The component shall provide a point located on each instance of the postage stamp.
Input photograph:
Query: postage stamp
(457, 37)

::::

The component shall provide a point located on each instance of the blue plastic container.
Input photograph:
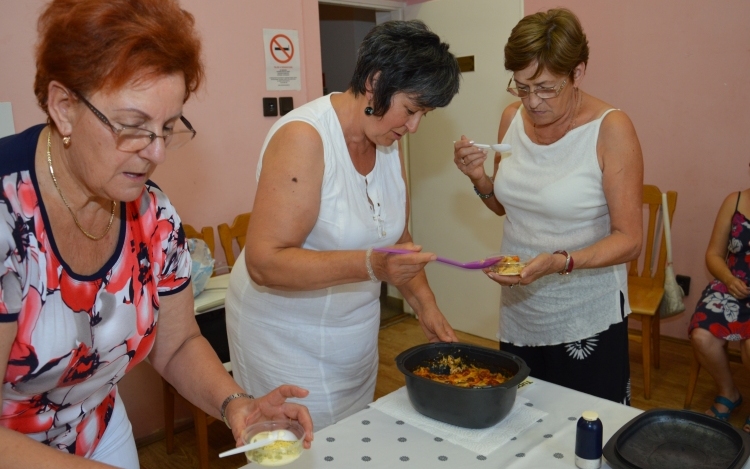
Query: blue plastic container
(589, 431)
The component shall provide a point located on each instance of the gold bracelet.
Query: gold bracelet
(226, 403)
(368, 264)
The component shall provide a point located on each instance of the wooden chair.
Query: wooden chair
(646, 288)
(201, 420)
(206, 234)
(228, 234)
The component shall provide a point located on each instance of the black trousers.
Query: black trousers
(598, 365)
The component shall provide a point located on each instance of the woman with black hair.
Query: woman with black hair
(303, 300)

::::

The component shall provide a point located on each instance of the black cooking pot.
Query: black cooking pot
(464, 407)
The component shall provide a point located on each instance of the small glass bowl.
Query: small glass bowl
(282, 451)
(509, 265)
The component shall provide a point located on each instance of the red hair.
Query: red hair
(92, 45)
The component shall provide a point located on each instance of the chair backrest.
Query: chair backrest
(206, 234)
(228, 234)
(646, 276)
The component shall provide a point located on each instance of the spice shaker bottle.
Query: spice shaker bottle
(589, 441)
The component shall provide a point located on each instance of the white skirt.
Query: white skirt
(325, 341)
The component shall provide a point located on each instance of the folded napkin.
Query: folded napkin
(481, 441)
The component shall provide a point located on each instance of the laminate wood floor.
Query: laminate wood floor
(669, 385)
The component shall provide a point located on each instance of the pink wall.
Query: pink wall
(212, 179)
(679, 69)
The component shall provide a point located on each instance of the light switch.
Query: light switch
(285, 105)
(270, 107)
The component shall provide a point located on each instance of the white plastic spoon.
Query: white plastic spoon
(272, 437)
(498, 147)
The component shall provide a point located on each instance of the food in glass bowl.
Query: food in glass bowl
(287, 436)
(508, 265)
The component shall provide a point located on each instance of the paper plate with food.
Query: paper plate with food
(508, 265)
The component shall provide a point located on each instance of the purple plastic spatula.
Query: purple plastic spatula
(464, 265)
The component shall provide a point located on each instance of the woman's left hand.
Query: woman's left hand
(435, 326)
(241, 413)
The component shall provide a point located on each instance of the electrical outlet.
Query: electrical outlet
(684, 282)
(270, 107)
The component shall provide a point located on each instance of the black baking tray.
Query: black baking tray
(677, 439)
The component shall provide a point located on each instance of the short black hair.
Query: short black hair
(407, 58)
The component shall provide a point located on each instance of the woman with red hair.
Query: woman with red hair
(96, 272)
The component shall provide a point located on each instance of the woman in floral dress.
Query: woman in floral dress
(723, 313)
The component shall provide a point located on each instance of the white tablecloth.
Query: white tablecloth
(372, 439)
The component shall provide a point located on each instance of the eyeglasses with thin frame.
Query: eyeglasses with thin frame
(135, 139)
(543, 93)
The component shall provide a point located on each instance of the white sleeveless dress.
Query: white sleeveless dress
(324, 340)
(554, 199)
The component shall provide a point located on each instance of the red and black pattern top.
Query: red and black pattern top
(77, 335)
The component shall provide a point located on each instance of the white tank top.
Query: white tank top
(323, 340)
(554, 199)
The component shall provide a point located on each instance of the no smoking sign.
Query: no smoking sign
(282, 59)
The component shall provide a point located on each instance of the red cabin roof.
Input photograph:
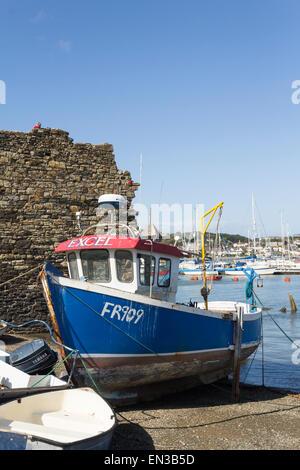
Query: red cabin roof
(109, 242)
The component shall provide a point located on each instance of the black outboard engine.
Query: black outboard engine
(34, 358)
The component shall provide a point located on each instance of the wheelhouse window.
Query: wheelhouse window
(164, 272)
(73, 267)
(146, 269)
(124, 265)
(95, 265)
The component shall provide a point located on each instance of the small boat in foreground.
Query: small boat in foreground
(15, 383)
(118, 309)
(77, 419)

::::

*Task goal*: Could you return exactly the lines above from the line with "Query: white skirt" to the line with "the pink wall.", both included, and nothing else?

*Reply to the task*:
Query: white skirt
(325, 341)
The component shall provide a point located on each instance of the folded napkin.
Query: folded napkin
(481, 441)
The component shall provide a point located on each instance of the laminate wood floor.
Query: laminate wood floor
(669, 385)
The component shall provide a point located on each instance of the pink wall.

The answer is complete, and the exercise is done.